§ **Directions for this task**:
All of the lines below need to be copied exactly, apart from the pictures.
Input data section start
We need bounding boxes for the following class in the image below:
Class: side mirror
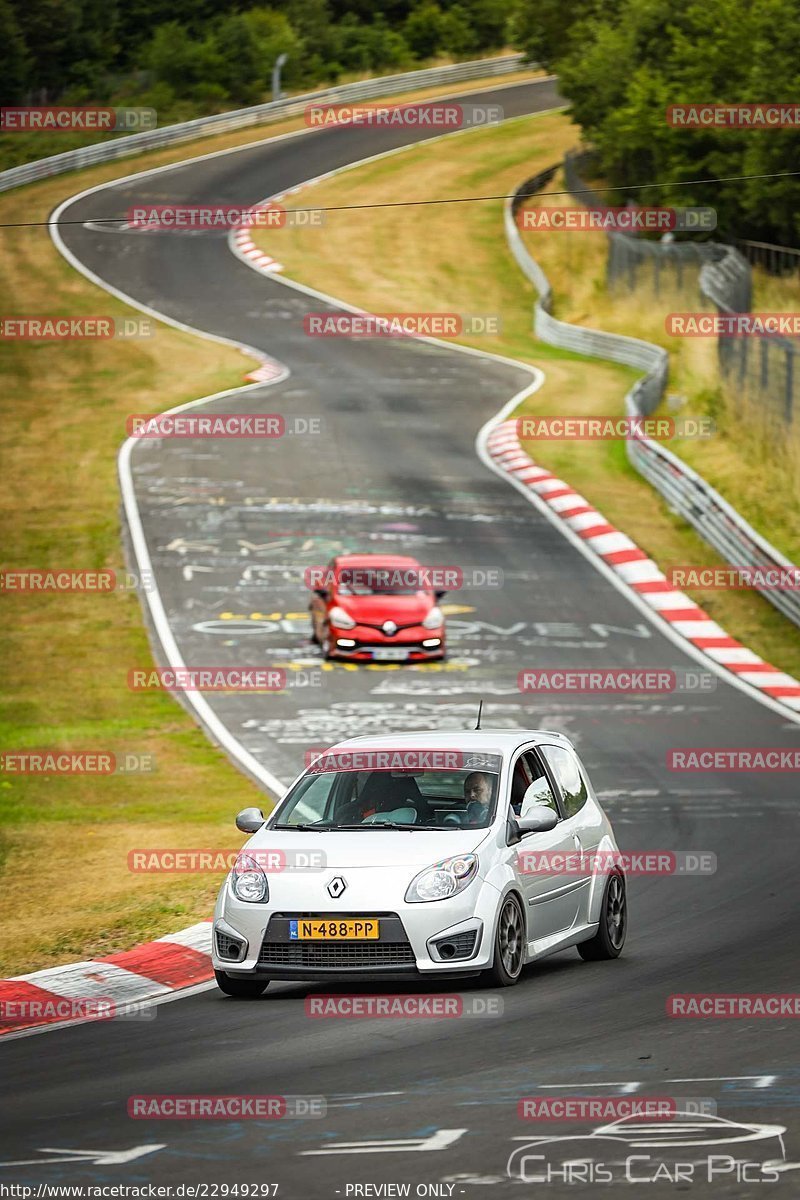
[236,807,265,833]
[516,804,559,835]
[434,589,447,601]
Input data section end
§ **Problem solution**:
We need bounding boxes for the following class in the image below:
Class: side mirror
[236,807,265,833]
[516,804,559,835]
[434,589,447,601]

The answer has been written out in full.